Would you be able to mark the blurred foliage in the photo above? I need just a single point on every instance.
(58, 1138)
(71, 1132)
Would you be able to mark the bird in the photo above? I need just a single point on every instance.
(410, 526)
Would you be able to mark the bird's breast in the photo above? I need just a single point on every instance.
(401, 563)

▶ **WORK TO BE COMPLETED**: Rewrite the material above with every instance of "single point" changed to "dot", keeping everything else the same.

▶ **RESPONSE TO THE EXERCISE**:
Would you be able to mark the blurred foliage in the photo above? I need just a dot on every instance.
(58, 1138)
(71, 1132)
Would you be able to mark the bird in the photo above? I need just a dot on every instance.
(410, 526)
Would you be able to mark the bird's breast in the photo above? I need just a dot on every instance.
(401, 563)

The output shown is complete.